To-do list:
1/ In the talk listings, above what time span does the degradation in verification score exceed the range of normal inter-session variability?
2/ Report every line of the records that contains the string "covered", matching case exactly.

Speaker Finian Kelly
Title Effects of Ageing on Long-Term Speaker Verification


Abstract The changes that occur in the human voice due to ageing have been well documented. The impact these changes have on speaker verification is unclear however. Given the increasing prevalence of biometric technology, it is important to quantify this impact. This presentation will describe a preliminary investigation into the effect of long-term vocal ageing on a speaker verification system.

On a cohort of 13 adult speakers, using a conventional verification system, longitudinal testing of each speaker is carried out across a 30-40 year range. A progressive degradation in verification score is observed as the time span between the training and test material increases. Above a time span of 5 years, this degradation exceeds the range of normal inter-session variability. The age of the speaker at the time of training is shown to influence the rate at which the verification scores degrade. Our results suggest that the verification score drop-off accelerates for speakers over the age of 60. The implications of these findings for speaker verification will be discussed along with directions of future work.



9th Februaury 2011

Speaker Claire Masterson
Title Binaural Impulse Response Rendering for Immersive Audio


Abstract This talk will cover the main tenets of my PhD work in spatial audio

reproduction. This includes a method for the factorisation of datasets of head related impulse responses (HRIRs) using a least squares approach as well as a number of regularisation strategies to enable for more psychoacoustically meaningful, initial-condition independent results to be obtained for various types of HRIR data. A technique for the spatial interpolation of room impulse responses using dynamic time warping and tail synthesis will also be covered. The incorporation of both techniques into an overall spatial audio system using the virtual loudspeaker approach will be described.



2nd February 2011

Speaker Damien Kelly
Title Voxel-based Viterbi Active Speaker Tracking (V-VAST) with Best View Selection for Video Lecture Post-production


Abstract An automated system is presented for reducing a multi-view lecture recording into a single view video containing a best view summary of active speakers. The system uses skin color detection and voxel-based analysis in locating likely speaker locations. Using time-delay estimates from multiple microphones, speech activity is analyzed for each speaker position. The Viterbi algorithm is then used to estimate a track of the active speaker. This track is determined as that which maximizes the observed speech activity. This novel approach is termed Voxel-based Viterbi Active Speaker Tracking (V-VAST) and is shown to track speakers with an accuracy of 0.23m. Using this tracking information, the system is applied as a post-production step to segment the most frontal face view of active speakers from the available camera views.

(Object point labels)

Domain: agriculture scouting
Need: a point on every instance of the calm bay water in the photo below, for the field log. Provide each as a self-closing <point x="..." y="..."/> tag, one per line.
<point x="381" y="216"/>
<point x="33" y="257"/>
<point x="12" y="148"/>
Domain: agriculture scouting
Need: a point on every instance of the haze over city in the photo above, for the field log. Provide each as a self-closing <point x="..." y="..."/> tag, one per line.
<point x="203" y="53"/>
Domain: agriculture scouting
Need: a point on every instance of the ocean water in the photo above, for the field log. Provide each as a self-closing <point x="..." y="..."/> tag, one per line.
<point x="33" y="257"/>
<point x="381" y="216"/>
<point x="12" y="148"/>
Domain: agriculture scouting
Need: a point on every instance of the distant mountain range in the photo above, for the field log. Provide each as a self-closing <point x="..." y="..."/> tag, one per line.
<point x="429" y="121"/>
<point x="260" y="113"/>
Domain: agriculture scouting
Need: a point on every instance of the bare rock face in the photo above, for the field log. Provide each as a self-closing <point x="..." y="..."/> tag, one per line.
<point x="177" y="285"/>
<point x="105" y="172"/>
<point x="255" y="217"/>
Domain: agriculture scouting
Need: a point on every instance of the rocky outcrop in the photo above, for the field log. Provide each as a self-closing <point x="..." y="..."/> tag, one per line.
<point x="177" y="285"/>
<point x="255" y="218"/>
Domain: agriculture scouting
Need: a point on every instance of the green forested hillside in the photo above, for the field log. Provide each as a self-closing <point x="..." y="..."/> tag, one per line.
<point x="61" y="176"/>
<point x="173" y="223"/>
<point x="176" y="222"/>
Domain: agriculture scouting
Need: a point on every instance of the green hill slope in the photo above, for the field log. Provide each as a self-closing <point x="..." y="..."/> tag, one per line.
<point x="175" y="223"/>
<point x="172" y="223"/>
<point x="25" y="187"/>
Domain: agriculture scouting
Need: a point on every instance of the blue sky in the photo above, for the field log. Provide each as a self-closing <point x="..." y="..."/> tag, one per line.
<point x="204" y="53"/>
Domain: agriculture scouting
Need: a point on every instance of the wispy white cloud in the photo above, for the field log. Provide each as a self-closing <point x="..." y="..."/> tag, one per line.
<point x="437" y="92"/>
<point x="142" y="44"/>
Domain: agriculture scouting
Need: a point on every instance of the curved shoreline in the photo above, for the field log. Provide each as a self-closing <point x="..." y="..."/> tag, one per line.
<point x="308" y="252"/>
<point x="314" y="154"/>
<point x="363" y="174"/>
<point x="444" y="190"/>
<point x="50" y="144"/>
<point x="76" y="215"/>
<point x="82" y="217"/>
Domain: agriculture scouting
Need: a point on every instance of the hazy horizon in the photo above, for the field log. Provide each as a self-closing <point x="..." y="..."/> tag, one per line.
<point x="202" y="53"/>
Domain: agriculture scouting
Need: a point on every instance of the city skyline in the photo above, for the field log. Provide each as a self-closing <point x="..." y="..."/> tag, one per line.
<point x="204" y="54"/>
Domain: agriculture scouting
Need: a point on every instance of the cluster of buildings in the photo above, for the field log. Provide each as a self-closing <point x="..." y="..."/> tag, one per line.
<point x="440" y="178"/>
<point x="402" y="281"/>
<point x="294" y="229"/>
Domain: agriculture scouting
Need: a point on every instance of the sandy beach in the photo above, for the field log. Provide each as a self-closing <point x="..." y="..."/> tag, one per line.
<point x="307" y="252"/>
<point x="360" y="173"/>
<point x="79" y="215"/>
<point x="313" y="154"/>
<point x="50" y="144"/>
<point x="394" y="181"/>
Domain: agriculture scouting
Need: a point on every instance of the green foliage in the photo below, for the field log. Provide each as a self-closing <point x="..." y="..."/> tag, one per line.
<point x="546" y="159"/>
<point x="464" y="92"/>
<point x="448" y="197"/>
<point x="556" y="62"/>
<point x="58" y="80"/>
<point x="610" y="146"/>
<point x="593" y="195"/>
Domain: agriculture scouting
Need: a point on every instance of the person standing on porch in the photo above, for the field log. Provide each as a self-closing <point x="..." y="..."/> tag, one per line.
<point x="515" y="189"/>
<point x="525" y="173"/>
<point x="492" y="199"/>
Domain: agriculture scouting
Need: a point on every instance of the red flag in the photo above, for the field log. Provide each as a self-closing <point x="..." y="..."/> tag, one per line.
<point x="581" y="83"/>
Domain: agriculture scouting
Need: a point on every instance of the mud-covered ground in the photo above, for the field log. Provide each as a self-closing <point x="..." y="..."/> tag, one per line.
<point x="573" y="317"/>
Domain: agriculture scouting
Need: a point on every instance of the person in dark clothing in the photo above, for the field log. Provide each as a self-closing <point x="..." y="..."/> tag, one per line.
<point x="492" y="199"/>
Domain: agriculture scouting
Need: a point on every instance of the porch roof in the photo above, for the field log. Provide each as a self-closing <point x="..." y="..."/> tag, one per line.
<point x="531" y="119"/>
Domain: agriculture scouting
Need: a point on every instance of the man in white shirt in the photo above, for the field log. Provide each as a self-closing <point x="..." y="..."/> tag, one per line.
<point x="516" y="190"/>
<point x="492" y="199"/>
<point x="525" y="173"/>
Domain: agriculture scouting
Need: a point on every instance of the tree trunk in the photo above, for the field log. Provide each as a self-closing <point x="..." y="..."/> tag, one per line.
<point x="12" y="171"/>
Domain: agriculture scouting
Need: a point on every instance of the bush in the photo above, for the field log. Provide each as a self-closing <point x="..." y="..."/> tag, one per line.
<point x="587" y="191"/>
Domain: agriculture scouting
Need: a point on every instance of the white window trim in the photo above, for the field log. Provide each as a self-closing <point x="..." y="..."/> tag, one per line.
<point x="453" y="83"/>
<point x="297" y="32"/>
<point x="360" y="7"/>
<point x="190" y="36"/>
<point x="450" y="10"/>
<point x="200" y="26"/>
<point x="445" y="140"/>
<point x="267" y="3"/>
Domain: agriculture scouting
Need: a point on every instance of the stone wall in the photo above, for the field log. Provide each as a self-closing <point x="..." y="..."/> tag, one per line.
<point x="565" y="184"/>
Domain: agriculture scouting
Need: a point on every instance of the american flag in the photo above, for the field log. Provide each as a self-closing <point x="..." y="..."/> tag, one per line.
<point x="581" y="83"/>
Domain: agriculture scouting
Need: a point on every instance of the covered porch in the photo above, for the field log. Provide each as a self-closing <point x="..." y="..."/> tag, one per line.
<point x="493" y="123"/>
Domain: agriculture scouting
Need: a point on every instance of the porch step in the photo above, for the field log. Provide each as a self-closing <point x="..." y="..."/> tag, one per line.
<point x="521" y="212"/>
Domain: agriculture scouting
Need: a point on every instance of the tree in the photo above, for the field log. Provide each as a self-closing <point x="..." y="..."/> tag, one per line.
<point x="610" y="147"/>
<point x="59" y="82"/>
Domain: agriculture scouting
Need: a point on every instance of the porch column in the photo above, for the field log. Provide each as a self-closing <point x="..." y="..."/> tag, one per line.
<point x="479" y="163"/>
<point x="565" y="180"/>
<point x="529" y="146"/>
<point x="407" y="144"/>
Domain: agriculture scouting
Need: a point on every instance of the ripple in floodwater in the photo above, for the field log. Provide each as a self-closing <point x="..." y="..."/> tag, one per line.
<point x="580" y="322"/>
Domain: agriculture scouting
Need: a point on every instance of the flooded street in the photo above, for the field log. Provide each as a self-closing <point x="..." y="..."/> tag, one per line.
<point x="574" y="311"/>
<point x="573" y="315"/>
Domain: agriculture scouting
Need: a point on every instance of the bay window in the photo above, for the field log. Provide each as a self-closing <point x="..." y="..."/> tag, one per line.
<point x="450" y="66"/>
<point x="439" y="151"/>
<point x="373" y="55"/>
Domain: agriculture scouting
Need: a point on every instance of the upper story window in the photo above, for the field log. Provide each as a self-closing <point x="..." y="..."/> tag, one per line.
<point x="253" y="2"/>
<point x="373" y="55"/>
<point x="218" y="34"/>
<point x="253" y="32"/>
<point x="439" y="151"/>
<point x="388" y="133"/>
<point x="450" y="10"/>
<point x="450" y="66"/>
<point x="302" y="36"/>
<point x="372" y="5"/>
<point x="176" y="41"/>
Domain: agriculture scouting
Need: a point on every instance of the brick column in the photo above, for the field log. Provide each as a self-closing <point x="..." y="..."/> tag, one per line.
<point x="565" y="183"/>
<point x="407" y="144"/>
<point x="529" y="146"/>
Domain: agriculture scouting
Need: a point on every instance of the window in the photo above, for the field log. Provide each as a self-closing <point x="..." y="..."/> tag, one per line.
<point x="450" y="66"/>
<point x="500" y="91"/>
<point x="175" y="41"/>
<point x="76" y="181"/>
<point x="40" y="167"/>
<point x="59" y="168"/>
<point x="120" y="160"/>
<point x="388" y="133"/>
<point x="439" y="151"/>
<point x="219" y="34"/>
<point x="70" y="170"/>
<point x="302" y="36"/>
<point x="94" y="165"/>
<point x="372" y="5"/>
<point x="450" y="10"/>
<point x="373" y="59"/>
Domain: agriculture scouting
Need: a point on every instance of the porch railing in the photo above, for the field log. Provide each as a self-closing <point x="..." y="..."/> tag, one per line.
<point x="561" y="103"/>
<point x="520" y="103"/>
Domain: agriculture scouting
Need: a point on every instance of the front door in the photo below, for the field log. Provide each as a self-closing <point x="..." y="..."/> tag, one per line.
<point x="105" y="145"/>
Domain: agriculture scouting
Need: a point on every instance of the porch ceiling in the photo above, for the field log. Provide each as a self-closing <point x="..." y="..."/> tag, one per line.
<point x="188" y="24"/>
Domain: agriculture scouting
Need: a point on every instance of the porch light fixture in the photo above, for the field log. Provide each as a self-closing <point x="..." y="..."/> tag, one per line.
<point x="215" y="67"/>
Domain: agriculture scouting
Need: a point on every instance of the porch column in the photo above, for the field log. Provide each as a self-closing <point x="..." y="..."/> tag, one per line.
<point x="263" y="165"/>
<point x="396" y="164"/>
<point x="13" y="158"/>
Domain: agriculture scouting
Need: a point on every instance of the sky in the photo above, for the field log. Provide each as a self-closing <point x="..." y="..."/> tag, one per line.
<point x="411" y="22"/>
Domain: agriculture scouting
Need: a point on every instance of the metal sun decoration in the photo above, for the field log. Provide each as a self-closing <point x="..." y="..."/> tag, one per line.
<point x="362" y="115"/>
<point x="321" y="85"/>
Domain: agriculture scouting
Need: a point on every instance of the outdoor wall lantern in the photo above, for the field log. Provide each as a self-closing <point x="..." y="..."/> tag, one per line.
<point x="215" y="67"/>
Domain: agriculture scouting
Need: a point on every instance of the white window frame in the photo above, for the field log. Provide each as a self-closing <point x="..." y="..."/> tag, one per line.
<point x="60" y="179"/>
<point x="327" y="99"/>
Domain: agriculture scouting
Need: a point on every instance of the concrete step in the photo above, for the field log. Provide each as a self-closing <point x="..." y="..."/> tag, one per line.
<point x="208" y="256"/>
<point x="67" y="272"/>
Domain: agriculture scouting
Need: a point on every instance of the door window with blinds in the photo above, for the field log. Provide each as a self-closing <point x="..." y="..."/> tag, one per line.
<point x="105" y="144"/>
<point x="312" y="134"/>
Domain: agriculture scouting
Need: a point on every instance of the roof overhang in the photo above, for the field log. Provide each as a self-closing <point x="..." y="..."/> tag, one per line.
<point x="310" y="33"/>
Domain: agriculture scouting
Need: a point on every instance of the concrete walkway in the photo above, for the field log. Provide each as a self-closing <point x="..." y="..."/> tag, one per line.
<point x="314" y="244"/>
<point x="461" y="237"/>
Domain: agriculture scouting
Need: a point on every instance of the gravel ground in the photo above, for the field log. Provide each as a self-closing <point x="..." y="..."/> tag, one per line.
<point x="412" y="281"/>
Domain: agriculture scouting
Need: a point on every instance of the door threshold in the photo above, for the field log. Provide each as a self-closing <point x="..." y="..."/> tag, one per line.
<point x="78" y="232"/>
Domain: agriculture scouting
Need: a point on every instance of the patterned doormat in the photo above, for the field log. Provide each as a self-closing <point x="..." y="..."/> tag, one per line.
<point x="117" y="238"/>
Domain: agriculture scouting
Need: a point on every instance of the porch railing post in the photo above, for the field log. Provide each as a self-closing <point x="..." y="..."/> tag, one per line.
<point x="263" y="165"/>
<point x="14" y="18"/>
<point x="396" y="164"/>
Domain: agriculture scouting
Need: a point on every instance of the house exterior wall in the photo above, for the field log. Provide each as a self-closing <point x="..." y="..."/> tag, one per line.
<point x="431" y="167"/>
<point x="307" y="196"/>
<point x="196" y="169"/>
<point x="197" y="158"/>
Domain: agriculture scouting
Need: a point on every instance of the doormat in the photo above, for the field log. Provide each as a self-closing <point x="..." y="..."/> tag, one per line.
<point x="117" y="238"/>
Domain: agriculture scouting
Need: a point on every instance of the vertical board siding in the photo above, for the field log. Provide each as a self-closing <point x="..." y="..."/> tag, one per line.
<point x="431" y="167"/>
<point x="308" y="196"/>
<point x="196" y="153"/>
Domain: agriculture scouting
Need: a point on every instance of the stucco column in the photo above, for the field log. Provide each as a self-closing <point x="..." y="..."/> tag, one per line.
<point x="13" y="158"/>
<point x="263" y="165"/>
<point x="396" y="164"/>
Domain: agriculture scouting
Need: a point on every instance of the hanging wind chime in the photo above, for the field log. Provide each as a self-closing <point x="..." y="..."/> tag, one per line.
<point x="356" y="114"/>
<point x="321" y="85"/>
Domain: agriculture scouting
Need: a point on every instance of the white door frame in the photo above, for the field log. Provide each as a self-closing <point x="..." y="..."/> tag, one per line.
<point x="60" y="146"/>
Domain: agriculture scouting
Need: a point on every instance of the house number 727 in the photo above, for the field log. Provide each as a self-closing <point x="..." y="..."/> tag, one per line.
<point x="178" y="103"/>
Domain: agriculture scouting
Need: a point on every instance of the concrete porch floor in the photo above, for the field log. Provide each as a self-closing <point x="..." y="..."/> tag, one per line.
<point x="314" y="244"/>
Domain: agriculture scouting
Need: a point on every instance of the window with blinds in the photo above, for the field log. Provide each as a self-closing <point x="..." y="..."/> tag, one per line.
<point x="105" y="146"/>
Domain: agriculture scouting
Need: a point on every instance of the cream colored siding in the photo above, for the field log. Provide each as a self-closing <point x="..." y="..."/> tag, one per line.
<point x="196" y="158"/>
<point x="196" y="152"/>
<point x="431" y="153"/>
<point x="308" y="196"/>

Task-by-task results:
1/ Above a time span of 5 years.

2/
Need: a point on every instance of the mud-covered ground in the photo above, for the field log. Provide each as a self-closing <point x="..." y="..."/> tag, one per line.
Need: a point on every instance of the covered porch in the photo above, for the field log. Provide each as a self-closing <point x="..." y="..."/> tag, one per line.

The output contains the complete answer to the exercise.